* **DESCRIPTION OF THE TASK**
Update the data from the line with "Find the child in white" up to and including the last line, changing "Practice step" to "Exercise" and leaving everything else as is. Leave the pictures out of your answer.

* begin *

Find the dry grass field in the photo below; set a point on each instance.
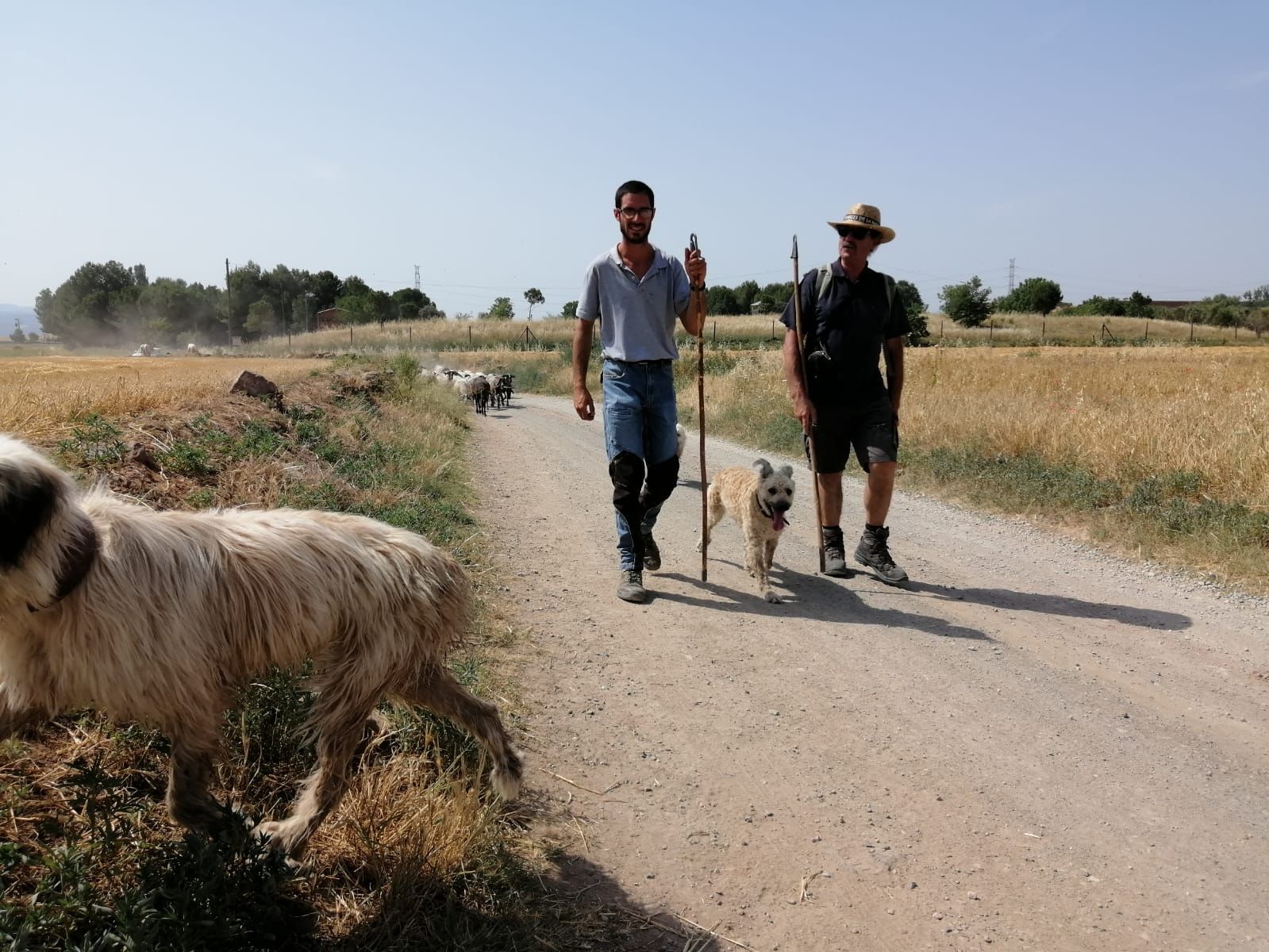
(40, 397)
(760, 330)
(1122, 413)
(1161, 452)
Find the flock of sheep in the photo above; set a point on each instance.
(480, 389)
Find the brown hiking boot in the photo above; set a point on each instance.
(875, 554)
(835, 554)
(633, 587)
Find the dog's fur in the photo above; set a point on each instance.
(758, 499)
(158, 617)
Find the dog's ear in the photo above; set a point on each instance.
(27, 501)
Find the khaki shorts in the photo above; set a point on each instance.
(872, 432)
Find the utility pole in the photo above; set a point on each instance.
(229, 304)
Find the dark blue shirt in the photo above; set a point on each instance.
(852, 324)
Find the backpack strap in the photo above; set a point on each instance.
(822, 282)
(825, 279)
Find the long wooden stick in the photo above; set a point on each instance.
(806, 386)
(701, 423)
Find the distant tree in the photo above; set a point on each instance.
(967, 304)
(1258, 321)
(915, 306)
(91, 305)
(414, 305)
(356, 309)
(1102, 306)
(502, 310)
(383, 306)
(1033, 296)
(1256, 296)
(1221, 310)
(534, 298)
(773, 298)
(745, 294)
(325, 287)
(260, 319)
(352, 285)
(1140, 305)
(722, 300)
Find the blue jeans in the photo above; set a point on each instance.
(640, 416)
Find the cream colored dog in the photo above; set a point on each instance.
(758, 499)
(158, 617)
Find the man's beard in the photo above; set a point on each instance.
(636, 239)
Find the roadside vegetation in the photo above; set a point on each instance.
(1160, 454)
(421, 854)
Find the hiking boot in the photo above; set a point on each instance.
(875, 554)
(835, 554)
(633, 587)
(652, 554)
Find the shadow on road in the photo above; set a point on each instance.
(1056, 605)
(580, 898)
(813, 597)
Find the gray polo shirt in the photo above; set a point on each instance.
(637, 317)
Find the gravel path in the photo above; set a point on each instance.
(1034, 747)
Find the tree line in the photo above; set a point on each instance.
(110, 304)
(970, 304)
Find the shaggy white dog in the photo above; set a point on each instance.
(158, 617)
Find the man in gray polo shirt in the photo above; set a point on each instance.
(637, 292)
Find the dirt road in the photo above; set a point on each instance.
(1033, 747)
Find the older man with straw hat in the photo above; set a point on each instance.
(851, 317)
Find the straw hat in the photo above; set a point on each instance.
(866, 216)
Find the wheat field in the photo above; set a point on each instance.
(44, 397)
(1121, 413)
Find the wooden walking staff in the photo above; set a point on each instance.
(701, 424)
(806, 385)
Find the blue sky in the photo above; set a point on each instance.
(1109, 146)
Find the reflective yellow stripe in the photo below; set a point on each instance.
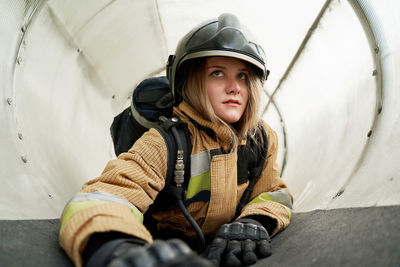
(199, 183)
(83, 201)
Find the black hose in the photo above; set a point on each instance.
(178, 196)
(194, 224)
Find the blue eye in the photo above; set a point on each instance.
(217, 73)
(242, 76)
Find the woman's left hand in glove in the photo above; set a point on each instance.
(239, 243)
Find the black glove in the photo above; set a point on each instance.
(239, 243)
(127, 252)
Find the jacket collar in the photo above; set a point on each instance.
(223, 133)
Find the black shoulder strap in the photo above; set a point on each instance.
(166, 129)
(257, 154)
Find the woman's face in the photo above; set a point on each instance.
(227, 87)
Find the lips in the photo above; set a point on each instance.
(232, 101)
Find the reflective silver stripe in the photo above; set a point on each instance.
(100, 196)
(200, 163)
(281, 196)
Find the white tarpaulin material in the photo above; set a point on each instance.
(68, 67)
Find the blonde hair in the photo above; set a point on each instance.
(195, 94)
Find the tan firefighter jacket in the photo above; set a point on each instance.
(117, 200)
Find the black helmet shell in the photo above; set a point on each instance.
(224, 36)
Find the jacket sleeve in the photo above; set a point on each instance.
(271, 196)
(117, 200)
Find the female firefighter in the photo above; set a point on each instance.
(216, 78)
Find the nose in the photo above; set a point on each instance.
(233, 87)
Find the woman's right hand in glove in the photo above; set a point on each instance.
(124, 253)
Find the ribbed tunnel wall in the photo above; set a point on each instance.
(67, 68)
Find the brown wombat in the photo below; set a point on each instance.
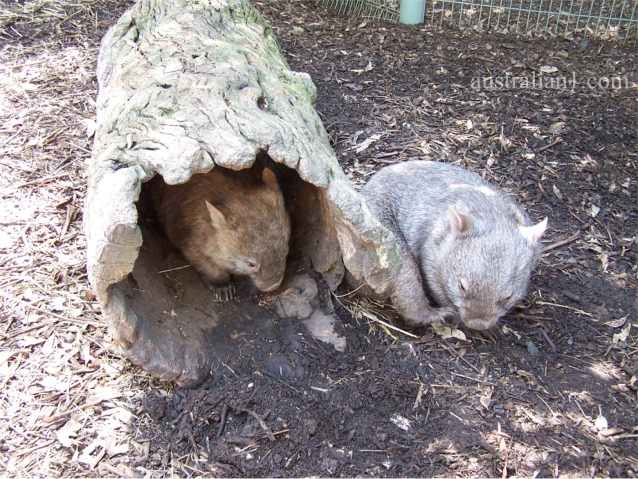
(228, 223)
(467, 248)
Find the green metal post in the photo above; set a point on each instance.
(412, 12)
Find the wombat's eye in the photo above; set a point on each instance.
(251, 263)
(506, 299)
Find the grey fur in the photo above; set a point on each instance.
(423, 203)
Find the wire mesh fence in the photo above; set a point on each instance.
(606, 19)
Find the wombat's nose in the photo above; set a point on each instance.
(481, 324)
(269, 287)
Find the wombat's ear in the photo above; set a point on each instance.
(460, 223)
(534, 233)
(269, 179)
(217, 218)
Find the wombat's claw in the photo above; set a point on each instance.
(223, 294)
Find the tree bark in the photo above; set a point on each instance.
(186, 86)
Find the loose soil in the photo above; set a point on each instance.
(551, 392)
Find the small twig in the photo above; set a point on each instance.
(174, 269)
(261, 422)
(549, 341)
(387, 325)
(344, 295)
(482, 381)
(556, 305)
(552, 144)
(222, 421)
(563, 242)
(455, 354)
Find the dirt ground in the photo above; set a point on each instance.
(552, 392)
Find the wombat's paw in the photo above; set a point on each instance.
(223, 294)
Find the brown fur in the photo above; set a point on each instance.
(228, 223)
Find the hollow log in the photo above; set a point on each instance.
(186, 86)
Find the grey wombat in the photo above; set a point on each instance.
(465, 245)
(228, 223)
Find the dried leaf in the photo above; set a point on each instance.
(622, 335)
(361, 147)
(103, 393)
(594, 211)
(601, 423)
(401, 422)
(447, 332)
(617, 323)
(67, 432)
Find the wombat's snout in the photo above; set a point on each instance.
(269, 284)
(481, 324)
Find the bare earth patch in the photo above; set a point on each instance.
(552, 392)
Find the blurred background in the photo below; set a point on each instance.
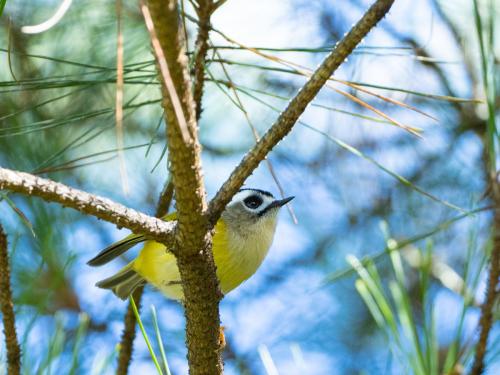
(362, 183)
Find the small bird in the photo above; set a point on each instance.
(241, 241)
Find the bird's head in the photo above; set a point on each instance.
(252, 211)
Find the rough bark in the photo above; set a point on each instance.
(102, 208)
(9, 319)
(296, 107)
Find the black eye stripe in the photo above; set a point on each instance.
(253, 201)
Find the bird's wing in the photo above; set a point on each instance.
(118, 248)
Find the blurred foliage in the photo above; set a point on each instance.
(349, 167)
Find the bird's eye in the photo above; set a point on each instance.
(253, 201)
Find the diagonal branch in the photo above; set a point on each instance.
(296, 107)
(102, 208)
(7, 308)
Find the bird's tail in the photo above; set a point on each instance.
(123, 283)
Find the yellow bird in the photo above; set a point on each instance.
(241, 241)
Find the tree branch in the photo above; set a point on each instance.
(492, 292)
(9, 319)
(128, 335)
(296, 107)
(102, 208)
(204, 11)
(193, 238)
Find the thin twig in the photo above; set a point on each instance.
(492, 289)
(204, 12)
(9, 319)
(119, 97)
(256, 135)
(296, 107)
(165, 74)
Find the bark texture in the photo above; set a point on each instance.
(9, 319)
(102, 208)
(128, 334)
(296, 107)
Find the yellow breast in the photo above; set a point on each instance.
(236, 257)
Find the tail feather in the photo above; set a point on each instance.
(123, 283)
(115, 250)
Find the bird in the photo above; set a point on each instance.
(241, 241)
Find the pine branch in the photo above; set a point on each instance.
(9, 319)
(296, 107)
(102, 208)
(492, 289)
(204, 11)
(129, 332)
(193, 240)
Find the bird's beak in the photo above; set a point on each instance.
(281, 202)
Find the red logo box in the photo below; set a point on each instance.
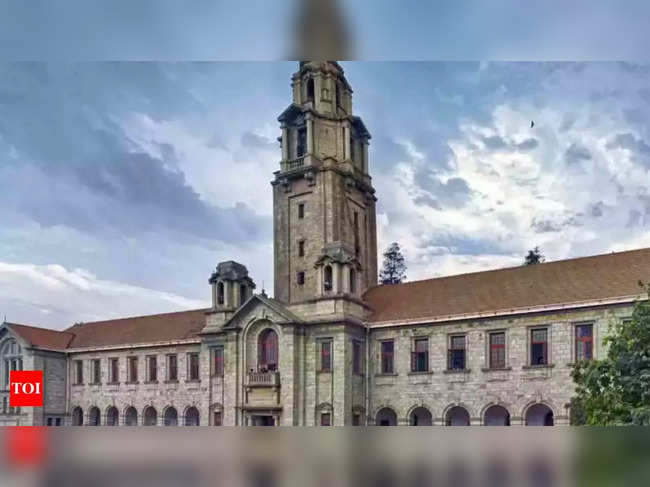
(26, 388)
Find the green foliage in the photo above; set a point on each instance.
(534, 257)
(393, 270)
(616, 390)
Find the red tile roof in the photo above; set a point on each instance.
(42, 337)
(585, 279)
(167, 327)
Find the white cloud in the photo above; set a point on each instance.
(60, 296)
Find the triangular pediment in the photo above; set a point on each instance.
(261, 307)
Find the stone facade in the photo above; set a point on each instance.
(312, 355)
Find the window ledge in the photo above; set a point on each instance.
(496, 369)
(456, 371)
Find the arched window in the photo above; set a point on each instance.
(457, 416)
(192, 416)
(220, 293)
(112, 416)
(10, 359)
(94, 416)
(268, 351)
(131, 417)
(77, 417)
(420, 417)
(327, 278)
(496, 416)
(150, 416)
(386, 417)
(171, 417)
(539, 415)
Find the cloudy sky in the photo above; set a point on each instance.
(123, 184)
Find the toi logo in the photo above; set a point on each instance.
(26, 388)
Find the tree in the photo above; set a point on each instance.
(393, 270)
(534, 257)
(616, 390)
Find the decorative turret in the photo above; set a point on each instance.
(231, 286)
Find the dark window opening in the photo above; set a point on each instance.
(218, 361)
(268, 351)
(356, 357)
(584, 342)
(539, 347)
(387, 357)
(220, 293)
(497, 350)
(326, 356)
(420, 356)
(301, 146)
(193, 366)
(327, 278)
(172, 368)
(457, 353)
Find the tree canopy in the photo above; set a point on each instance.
(616, 389)
(534, 256)
(393, 270)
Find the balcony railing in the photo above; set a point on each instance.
(263, 379)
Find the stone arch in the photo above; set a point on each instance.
(94, 416)
(457, 415)
(130, 416)
(539, 413)
(191, 416)
(112, 416)
(420, 415)
(386, 416)
(170, 416)
(495, 414)
(149, 416)
(77, 416)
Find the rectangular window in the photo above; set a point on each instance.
(457, 353)
(357, 357)
(326, 419)
(133, 369)
(218, 361)
(79, 372)
(172, 368)
(387, 365)
(97, 377)
(498, 350)
(539, 346)
(193, 366)
(420, 355)
(114, 370)
(584, 342)
(326, 356)
(152, 368)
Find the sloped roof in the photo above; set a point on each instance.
(560, 283)
(167, 327)
(42, 337)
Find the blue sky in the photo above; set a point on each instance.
(123, 184)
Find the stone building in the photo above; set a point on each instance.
(331, 347)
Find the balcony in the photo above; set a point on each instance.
(263, 379)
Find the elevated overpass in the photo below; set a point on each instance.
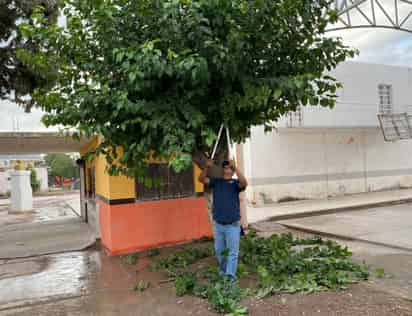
(38, 143)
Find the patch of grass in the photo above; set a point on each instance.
(182, 259)
(131, 258)
(380, 272)
(280, 264)
(141, 286)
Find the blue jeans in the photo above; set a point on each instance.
(227, 239)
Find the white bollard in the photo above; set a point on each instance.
(21, 192)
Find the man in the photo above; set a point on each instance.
(226, 215)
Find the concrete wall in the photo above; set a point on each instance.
(319, 163)
(335, 151)
(357, 104)
(4, 182)
(43, 177)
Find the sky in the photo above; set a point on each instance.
(378, 46)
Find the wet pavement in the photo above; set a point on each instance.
(387, 225)
(91, 283)
(53, 226)
(45, 208)
(85, 283)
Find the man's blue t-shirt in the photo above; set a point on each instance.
(226, 205)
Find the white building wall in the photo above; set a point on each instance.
(43, 177)
(4, 182)
(357, 104)
(339, 151)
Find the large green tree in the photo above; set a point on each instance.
(159, 77)
(17, 81)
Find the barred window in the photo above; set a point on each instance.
(385, 98)
(162, 182)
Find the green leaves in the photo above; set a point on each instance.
(160, 77)
(280, 264)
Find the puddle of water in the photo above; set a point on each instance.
(65, 274)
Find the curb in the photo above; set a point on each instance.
(336, 210)
(343, 237)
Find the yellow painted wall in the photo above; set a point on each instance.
(119, 187)
(199, 187)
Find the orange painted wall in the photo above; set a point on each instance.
(143, 225)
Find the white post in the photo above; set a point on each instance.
(21, 192)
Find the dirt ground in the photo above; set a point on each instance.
(91, 283)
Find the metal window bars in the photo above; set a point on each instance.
(395, 126)
(391, 14)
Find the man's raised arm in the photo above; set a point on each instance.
(203, 178)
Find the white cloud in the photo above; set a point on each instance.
(381, 46)
(13, 117)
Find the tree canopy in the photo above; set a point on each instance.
(17, 81)
(159, 77)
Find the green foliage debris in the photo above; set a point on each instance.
(279, 264)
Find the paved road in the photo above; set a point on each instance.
(387, 225)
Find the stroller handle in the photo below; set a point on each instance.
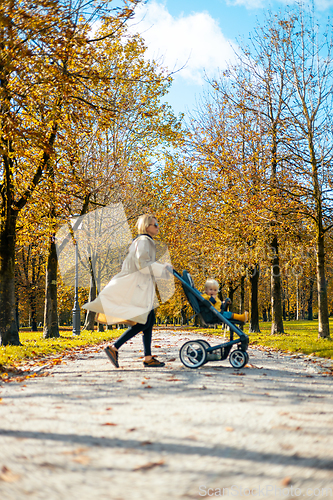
(198, 295)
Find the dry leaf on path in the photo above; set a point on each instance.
(149, 465)
(8, 476)
(82, 459)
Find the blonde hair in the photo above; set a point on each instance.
(211, 282)
(144, 222)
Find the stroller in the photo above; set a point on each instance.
(196, 353)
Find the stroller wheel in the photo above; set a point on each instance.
(193, 354)
(238, 358)
(206, 345)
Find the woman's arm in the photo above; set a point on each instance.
(145, 261)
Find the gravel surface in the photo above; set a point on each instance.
(85, 430)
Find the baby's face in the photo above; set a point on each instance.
(211, 290)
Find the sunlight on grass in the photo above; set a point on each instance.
(35, 347)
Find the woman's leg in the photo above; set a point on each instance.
(128, 334)
(147, 335)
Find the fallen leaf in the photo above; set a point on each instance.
(82, 459)
(8, 476)
(149, 465)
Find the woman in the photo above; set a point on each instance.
(130, 295)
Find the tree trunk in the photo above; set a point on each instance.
(51, 325)
(310, 300)
(33, 309)
(323, 323)
(242, 295)
(254, 309)
(90, 316)
(277, 319)
(8, 326)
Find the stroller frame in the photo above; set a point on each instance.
(196, 353)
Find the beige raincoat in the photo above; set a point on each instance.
(130, 295)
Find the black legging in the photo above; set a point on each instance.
(146, 329)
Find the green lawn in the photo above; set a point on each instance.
(35, 347)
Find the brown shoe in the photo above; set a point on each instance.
(153, 362)
(112, 354)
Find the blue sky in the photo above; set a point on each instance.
(200, 35)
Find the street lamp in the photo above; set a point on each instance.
(76, 308)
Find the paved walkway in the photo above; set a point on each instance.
(91, 432)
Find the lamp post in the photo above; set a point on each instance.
(76, 308)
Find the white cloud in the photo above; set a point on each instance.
(321, 5)
(195, 41)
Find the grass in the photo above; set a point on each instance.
(299, 337)
(35, 347)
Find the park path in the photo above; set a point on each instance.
(90, 432)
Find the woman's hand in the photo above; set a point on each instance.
(169, 267)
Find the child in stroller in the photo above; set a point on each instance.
(196, 353)
(211, 291)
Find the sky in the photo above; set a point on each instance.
(196, 38)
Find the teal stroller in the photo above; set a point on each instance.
(196, 353)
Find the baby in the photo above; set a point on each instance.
(211, 290)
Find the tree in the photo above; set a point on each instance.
(45, 56)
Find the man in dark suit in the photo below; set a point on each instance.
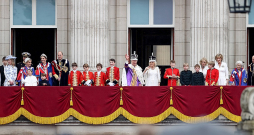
(2, 70)
(62, 68)
(22, 64)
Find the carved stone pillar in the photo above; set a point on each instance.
(209, 29)
(89, 32)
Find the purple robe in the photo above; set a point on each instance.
(129, 75)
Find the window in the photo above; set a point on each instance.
(150, 13)
(33, 13)
(250, 18)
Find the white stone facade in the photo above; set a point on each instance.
(92, 31)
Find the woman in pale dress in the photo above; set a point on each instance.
(152, 73)
(203, 66)
(223, 70)
(10, 71)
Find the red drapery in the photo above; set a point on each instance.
(99, 105)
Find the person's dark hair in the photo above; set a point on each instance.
(99, 64)
(85, 65)
(172, 61)
(43, 74)
(112, 60)
(74, 64)
(3, 59)
(197, 65)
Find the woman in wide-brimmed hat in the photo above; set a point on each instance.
(10, 71)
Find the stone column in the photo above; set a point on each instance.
(4, 28)
(89, 32)
(209, 29)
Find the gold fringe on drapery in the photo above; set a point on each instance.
(180, 116)
(114, 115)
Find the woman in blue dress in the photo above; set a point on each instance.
(23, 71)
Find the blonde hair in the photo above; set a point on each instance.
(219, 56)
(211, 63)
(155, 63)
(185, 64)
(203, 59)
(196, 66)
(12, 62)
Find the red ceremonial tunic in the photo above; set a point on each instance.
(212, 77)
(168, 73)
(75, 78)
(99, 80)
(87, 76)
(113, 74)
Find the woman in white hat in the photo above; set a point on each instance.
(10, 71)
(223, 70)
(23, 71)
(152, 73)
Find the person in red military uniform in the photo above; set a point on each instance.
(112, 74)
(99, 76)
(212, 75)
(172, 74)
(88, 78)
(75, 77)
(45, 67)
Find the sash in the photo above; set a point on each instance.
(42, 71)
(56, 66)
(25, 71)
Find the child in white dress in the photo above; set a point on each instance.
(30, 79)
(152, 73)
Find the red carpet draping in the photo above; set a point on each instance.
(99, 105)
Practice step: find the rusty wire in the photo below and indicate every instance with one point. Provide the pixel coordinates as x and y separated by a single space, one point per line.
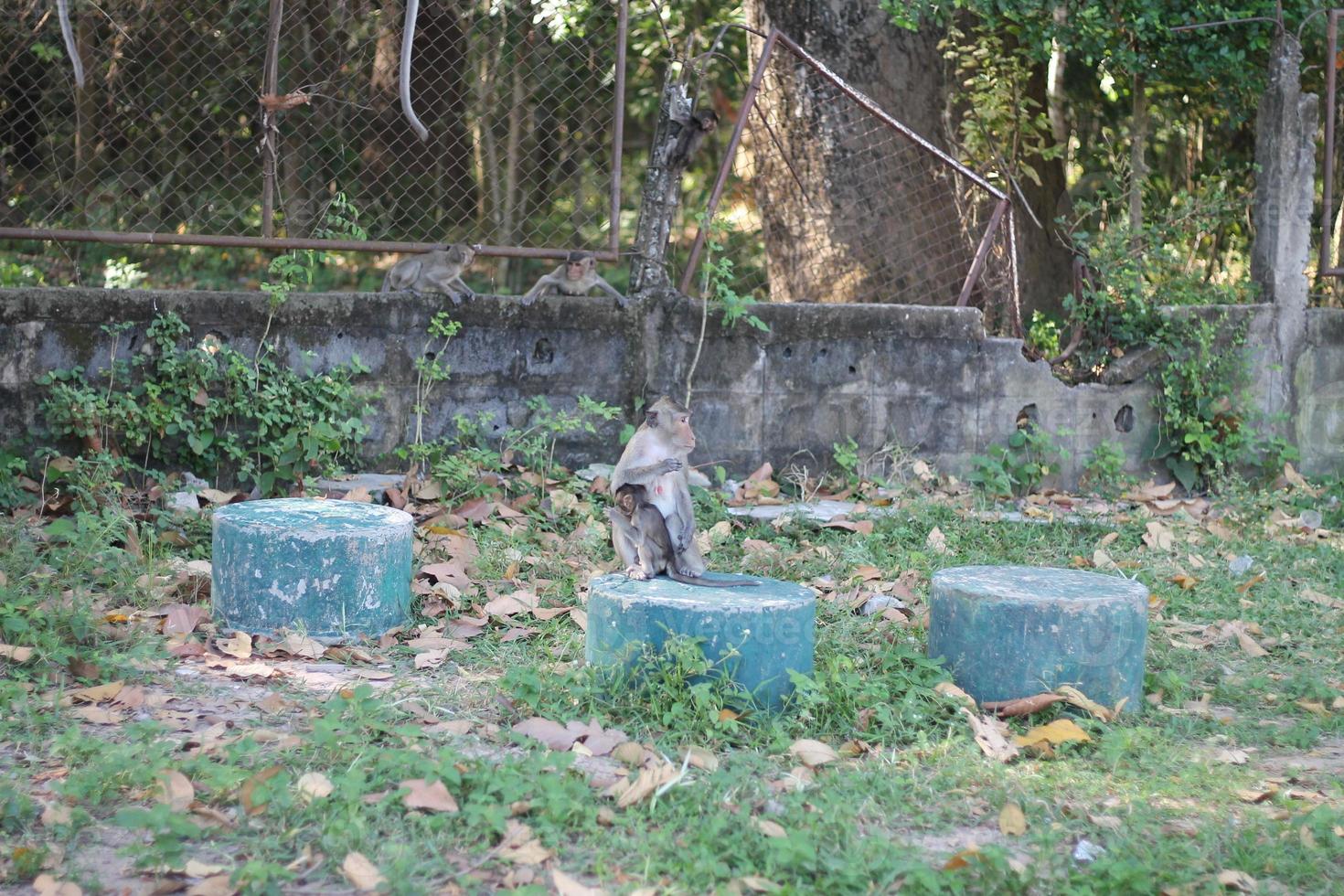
171 136
826 197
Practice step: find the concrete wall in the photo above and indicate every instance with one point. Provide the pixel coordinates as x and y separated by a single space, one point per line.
926 378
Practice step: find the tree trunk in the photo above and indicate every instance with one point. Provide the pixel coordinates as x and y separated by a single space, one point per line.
1044 262
848 209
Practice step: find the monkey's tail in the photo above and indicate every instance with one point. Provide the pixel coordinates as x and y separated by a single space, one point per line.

* end *

* **EXERCISE ANSWER**
Find the child in white dress in the photo above; set a point on each instance.
(30, 79)
(152, 73)
Find the red carpet draping in the photo above; set a point on each instance.
(99, 105)
Exercise: find the rusty wire in the photo below and indicate every instance with one point. Provide the pixel coordinates as x and y separated by a single space, one point per line.
171 136
826 197
Exercise: find the concrete wall in the photo above and indicate every instance with one point. Provide the pixel coordinates as x and y separated by a single space, one point per line.
926 378
Exercise: find the tree trunk in the photo above and indicate every instance with one point. Provide the pixel coordinates as x and y separated by a single space, one point per line.
1044 262
848 209
Exercise: find the monkey's tail in the photo above and indicate every instance with one point. Provide the pixel coordinates as x and y separated by a single space, one point per line.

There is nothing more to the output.